## TEXTE À EXAMINER:
::::::::
On le sait, les règles ont changé et les supports de diffusion ont volé en éclats. La création d’un succès musical populaire est sans doute plus subtile, mais un schéma ressort clairement ces derniers temps, et je m’aperçois que je suis devenu malgré moi un rouage de cette nouvelle logique, chose que je refusais autrefois avec la véhémence du végétarien à qui on tend un hot-dog.

La pop est devenue virale. Et quand je dis pop, je veux dire musique populaire, même si ça sonne soul, rock, funk ou électro.

En 2014, la combinaison gagnante pourrait se modéliser ainsi. Un producteur de musique (petit ou gros) lance sur Youtube le clip de son poulain. Parfois, le poulain s’en charge lui-même. Pour des raisons trop longues et trop hasardeuses à expliquer, la chanson devient virale et vous la voyez passer sur votre mur Facebook. Fin du premier acte. Deuxième acte : la chanson (ou son clip) fait l’objet de reprises qui elles-mêmes deviennent virales et alimentent en amont le succès de la version originale. En effet, pour bien apprécier une reprise, il vaut mieux connaître le point de départ.

D’abord hésitant, ce cheminement viral semble se renforcer à chaque nouveau «hit», et il n’y a habituellement qu’un seul vrai gagnant à la fois, comme si Internet devait se relubrifier les tuyaux avant d’accueillir le ver d’oreille suivant.

Comme j’écris ce texte en mars 2014, je vais prendre l’exemple de la saveur du mois, le très jouissif Happy, de Pharrell Williams.
::::::::
## DONNÉES FOURNIES:
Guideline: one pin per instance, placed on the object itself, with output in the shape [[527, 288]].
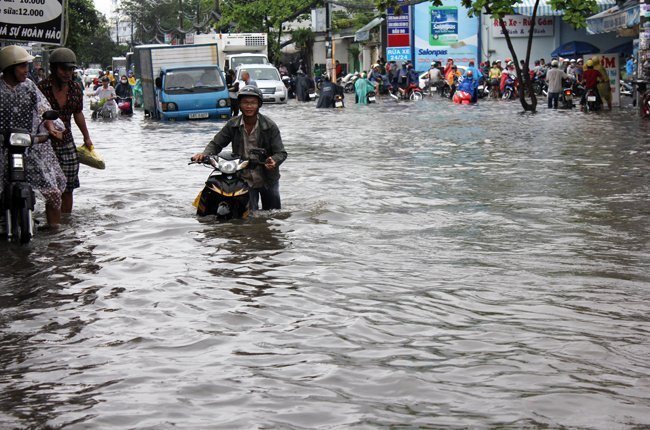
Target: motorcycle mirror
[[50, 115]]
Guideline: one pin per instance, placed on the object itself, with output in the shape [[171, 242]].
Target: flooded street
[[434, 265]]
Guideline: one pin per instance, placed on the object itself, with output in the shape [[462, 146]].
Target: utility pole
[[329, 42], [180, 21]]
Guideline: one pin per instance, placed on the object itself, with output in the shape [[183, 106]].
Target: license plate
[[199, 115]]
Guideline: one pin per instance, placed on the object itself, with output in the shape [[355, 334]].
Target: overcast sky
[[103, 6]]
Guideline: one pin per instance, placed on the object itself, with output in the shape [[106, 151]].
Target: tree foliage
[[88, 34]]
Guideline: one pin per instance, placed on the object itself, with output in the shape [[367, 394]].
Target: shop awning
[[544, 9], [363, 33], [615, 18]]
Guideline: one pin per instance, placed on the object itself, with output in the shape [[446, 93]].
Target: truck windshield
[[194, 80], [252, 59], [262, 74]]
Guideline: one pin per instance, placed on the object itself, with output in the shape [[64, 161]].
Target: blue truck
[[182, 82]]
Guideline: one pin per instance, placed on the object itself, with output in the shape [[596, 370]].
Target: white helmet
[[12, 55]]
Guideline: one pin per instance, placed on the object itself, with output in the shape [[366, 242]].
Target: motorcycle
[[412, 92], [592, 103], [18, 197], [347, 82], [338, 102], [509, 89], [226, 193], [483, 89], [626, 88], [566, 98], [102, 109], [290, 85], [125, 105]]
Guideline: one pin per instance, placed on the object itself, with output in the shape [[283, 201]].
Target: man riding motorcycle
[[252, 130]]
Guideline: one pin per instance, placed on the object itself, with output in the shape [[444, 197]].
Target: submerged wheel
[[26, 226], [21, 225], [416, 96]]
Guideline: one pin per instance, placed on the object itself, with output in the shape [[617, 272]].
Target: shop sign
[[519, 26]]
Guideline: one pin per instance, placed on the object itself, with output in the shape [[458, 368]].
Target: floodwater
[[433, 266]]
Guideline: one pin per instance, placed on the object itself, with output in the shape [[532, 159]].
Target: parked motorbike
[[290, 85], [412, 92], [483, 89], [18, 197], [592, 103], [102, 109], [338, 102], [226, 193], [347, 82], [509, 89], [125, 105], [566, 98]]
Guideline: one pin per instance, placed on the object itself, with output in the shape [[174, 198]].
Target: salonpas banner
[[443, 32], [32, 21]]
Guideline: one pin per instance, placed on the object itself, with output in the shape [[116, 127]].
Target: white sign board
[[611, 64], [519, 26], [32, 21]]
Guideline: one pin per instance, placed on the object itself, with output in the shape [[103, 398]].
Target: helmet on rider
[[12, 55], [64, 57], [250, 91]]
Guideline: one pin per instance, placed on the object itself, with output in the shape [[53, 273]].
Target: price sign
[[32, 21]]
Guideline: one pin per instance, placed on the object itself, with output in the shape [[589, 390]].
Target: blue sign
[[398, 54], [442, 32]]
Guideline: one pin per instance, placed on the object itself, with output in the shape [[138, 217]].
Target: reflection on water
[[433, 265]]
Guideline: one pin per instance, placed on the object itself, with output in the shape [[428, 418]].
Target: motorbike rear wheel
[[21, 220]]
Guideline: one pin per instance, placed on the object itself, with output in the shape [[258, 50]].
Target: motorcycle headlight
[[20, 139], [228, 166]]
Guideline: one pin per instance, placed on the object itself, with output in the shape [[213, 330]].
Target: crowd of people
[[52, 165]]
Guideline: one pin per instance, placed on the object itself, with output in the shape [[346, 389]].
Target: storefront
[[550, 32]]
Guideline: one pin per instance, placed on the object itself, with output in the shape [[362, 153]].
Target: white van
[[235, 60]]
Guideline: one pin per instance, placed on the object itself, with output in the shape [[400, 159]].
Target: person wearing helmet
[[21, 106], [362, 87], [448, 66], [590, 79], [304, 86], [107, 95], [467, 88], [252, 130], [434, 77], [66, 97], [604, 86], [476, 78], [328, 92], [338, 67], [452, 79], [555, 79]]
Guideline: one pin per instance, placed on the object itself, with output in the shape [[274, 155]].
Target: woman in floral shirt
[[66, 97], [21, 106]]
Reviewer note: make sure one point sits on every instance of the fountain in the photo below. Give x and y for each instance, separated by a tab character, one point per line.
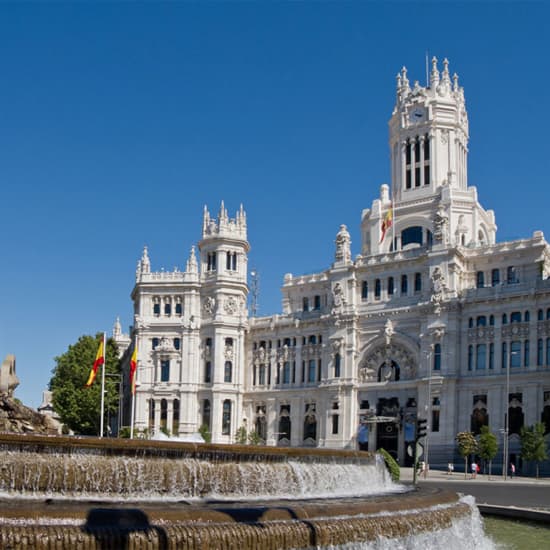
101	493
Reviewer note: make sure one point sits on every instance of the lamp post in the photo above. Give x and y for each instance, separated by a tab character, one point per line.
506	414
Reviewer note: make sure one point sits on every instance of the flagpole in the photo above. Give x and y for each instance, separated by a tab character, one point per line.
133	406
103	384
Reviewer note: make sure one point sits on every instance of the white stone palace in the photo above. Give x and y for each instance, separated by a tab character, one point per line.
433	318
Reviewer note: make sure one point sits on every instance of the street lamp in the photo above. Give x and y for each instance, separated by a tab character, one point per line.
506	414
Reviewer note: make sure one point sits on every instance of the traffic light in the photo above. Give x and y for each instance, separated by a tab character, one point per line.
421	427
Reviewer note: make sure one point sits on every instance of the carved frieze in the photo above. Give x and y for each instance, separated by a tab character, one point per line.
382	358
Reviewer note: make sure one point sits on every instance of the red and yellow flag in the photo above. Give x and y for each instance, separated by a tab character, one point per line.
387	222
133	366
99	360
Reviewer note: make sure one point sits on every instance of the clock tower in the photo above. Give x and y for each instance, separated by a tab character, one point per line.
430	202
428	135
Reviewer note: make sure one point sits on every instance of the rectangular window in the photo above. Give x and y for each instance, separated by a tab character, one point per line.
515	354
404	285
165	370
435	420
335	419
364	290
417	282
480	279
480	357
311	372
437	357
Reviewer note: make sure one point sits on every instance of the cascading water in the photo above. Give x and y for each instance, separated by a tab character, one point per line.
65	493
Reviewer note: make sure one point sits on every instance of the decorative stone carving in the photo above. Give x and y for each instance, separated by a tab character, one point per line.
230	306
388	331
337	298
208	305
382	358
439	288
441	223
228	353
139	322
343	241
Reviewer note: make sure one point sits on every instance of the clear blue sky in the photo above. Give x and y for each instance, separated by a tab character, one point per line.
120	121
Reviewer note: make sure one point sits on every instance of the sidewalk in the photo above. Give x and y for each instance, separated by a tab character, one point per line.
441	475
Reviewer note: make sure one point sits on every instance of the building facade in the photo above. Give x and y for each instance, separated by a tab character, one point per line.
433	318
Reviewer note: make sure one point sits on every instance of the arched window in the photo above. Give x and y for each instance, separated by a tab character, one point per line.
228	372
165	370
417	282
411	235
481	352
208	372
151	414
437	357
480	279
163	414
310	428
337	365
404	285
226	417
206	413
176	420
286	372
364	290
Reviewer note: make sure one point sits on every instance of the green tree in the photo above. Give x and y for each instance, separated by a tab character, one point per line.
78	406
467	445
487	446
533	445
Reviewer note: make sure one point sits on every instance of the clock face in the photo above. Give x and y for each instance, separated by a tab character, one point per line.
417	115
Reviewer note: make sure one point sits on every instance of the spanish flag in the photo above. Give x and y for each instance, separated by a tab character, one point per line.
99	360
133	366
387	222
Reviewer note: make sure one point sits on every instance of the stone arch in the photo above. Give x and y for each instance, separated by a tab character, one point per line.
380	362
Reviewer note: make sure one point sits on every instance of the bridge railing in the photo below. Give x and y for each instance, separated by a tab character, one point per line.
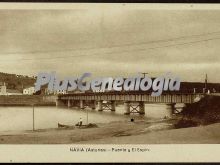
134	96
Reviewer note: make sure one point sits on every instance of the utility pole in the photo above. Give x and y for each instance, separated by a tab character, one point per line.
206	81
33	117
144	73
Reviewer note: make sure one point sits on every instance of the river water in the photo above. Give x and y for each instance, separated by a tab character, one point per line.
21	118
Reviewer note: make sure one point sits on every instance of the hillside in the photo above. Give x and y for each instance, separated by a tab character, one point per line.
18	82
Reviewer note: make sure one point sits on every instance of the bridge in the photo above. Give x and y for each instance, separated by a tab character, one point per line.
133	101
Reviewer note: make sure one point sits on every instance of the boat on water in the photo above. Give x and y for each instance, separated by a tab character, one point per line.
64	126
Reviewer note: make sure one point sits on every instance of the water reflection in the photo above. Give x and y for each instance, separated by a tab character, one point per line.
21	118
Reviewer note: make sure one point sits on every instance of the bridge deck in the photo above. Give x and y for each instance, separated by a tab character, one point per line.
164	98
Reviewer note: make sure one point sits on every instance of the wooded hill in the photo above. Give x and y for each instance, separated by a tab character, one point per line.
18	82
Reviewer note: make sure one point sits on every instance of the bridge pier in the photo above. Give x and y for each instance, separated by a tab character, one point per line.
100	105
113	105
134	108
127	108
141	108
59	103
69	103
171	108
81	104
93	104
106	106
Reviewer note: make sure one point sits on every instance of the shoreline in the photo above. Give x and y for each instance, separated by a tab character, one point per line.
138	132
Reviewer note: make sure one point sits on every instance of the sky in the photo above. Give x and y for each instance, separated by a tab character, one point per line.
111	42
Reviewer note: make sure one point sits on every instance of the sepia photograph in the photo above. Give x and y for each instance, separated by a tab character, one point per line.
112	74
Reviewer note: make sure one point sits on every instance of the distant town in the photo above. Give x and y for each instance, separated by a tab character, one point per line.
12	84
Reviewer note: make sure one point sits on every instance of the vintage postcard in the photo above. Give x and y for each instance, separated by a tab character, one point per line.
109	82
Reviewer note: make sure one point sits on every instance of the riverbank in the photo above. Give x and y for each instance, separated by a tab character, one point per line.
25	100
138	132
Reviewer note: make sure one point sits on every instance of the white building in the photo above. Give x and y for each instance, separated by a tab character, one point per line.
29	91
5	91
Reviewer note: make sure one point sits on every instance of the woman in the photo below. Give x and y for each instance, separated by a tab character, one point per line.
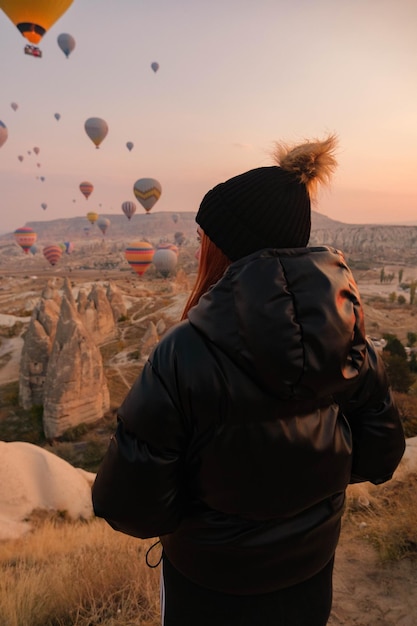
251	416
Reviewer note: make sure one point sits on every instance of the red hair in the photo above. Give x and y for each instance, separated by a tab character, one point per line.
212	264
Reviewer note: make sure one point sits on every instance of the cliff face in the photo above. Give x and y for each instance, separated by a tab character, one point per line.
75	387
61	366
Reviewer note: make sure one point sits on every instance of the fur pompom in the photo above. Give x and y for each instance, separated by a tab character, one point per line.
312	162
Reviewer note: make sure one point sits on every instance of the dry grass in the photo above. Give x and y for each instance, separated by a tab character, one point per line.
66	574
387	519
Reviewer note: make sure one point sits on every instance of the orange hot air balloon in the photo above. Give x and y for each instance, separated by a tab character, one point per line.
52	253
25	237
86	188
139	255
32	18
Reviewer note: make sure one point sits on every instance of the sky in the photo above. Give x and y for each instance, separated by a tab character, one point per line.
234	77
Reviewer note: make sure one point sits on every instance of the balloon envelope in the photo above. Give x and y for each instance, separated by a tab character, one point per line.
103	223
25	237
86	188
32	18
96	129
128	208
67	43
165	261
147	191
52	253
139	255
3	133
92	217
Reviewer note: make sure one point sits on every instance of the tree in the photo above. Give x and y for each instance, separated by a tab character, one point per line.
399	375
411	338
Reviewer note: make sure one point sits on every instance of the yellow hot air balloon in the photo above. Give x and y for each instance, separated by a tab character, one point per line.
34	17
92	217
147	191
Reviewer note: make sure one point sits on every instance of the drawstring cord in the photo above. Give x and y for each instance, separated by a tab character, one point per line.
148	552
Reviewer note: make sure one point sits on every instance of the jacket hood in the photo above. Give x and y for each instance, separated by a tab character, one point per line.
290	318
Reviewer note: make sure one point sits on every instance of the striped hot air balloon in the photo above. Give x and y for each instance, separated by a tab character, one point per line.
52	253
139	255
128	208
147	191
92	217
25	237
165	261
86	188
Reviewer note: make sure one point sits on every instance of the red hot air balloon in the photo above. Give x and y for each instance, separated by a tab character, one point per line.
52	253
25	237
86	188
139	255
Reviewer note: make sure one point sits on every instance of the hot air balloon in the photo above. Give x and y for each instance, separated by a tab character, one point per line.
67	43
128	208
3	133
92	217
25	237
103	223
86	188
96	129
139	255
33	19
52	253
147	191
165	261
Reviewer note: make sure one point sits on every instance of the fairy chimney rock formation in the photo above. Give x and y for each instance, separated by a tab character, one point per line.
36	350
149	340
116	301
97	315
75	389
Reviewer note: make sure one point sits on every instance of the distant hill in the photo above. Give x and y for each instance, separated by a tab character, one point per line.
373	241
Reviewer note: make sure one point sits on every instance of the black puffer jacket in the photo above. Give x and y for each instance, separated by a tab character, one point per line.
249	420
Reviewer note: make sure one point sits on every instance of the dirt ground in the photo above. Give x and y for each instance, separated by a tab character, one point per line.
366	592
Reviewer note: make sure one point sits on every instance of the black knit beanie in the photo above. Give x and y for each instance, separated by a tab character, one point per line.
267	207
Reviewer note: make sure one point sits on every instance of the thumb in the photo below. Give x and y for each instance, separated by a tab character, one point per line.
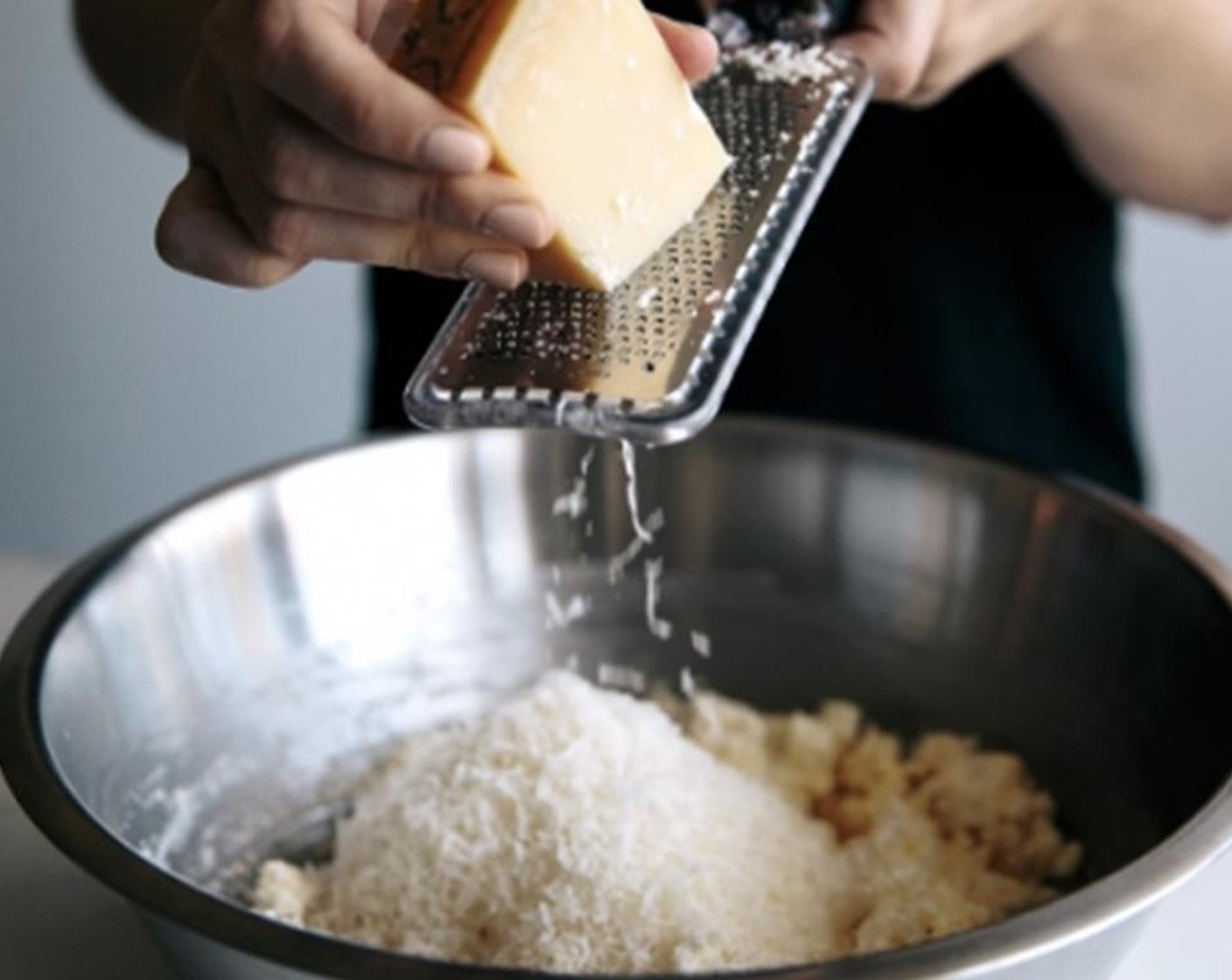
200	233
::::::::
## VOTRE TÂCHE:
Quelle chanson le texte sur la pop virale choisit-il comme exemple de « la saveur du mois » ?

## VOTRE RÉPONSE:
Happy, de Pharrell Williams.